### GIVEN TEXT
■ ■ ■ ■

Represa de Cach
View of Lake Cachi
|Primary inflows||Reventazon River|
|Primary outflows||Reventazon River into Atlantic Ocean|
|Catchment area||919 square kilometres (355 sq mi)|
|Basin countries||Costa Rica|
|Max. length||70 metres (230 ft)|
|Surface area||324 hectares (800 acres)|
|Average depth||69 metres (226 ft)|
|Max. depth||80 metres (260 ft) to deepest foundation|
|Water volume||51 million cubic metres (41,000 acre·ft)|
|Surface elevation||970 metres (3,180 ft)|
Lake Cachi (Spanish: Lago de Cachí ) is an artificial lake in central Costa Rica created by the Cachí Dam (Represa de Cachí), an arch dam which is located north of Tapantí National Park, to the east-southeast of Cartago in Cartago Province. The main town is Cachí, located away from the east bank of the lake. Built in the 1970s, it was one of the first hydroelectric projects in Costa Rica. It has an installed capacity of 102 MW with three units of 34 MW capacity each (Vertical Francis turbines).
The project became operational with the first unit commissioned in 1966, second unit in 1967 and the third unit in 1978. The Reventazon River provides multiple benefits through the three dams built on it. Out of the three dams, Cachi Dam not only provides power generation benefits but also controls floods, and recreational facilities in the Lake Cachi. The Rio Macho project on the upstream provides hydroelectric power and the downstream Birris power project also provides drinking water (40% of the metropolitan city’s water supply needs).
The reservoir, located in the Rio Reventazón, is an important supplier of electrical power to Costa Rica. It is operated by Instituto Costarricense de Electricidad (ICE).

■ ■ ■ ■

### SOURCE EXCERPT
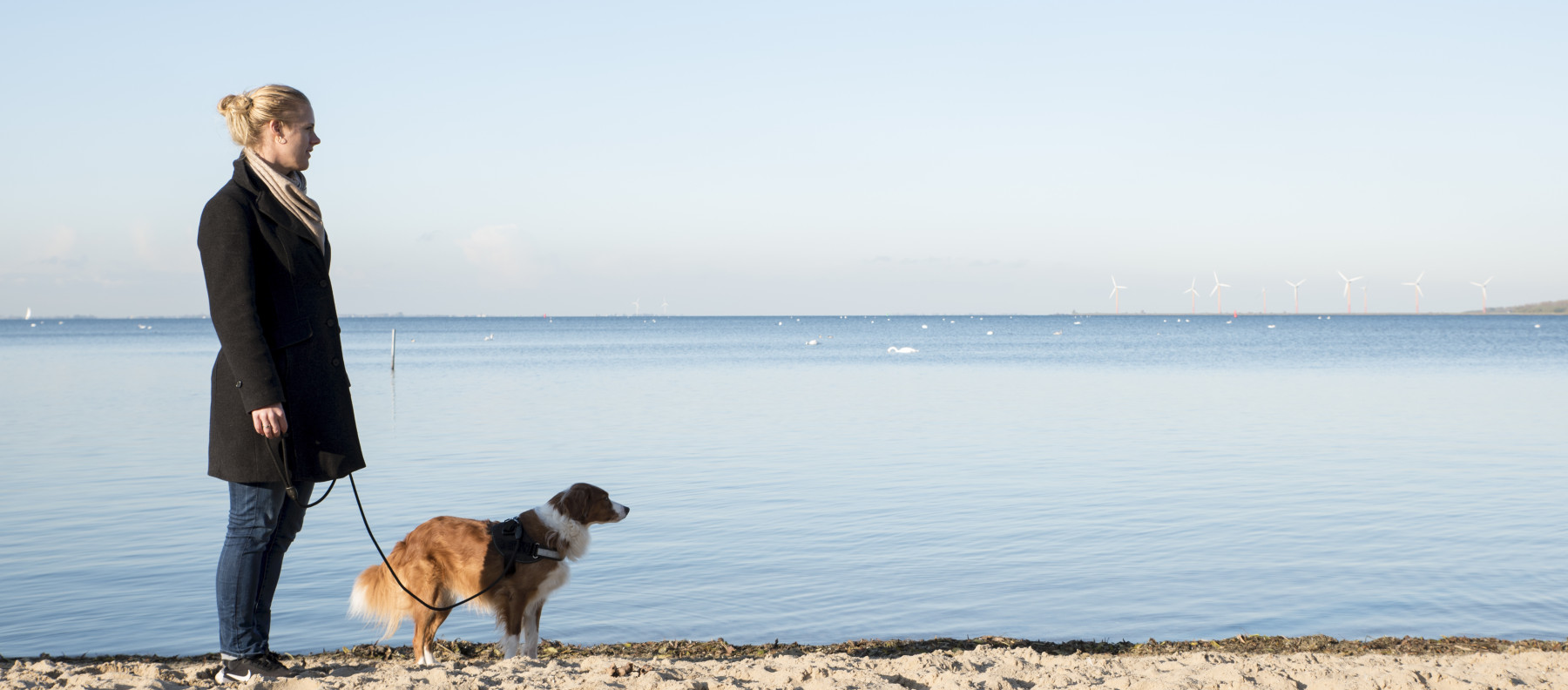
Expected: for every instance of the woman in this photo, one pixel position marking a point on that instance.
(281, 411)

■ ■ ■ ■

### WHAT TO PRODUCE
Please reproduce everything in the Lake Cachi text above from "The reservoir, located" down to "de Electricidad (ICE).", word for word.

### SOLUTION
The reservoir, located in the Rio Reventazón, is an important supplier of electrical power to Costa Rica. It is operated by Instituto Costarricense de Electricidad (ICE).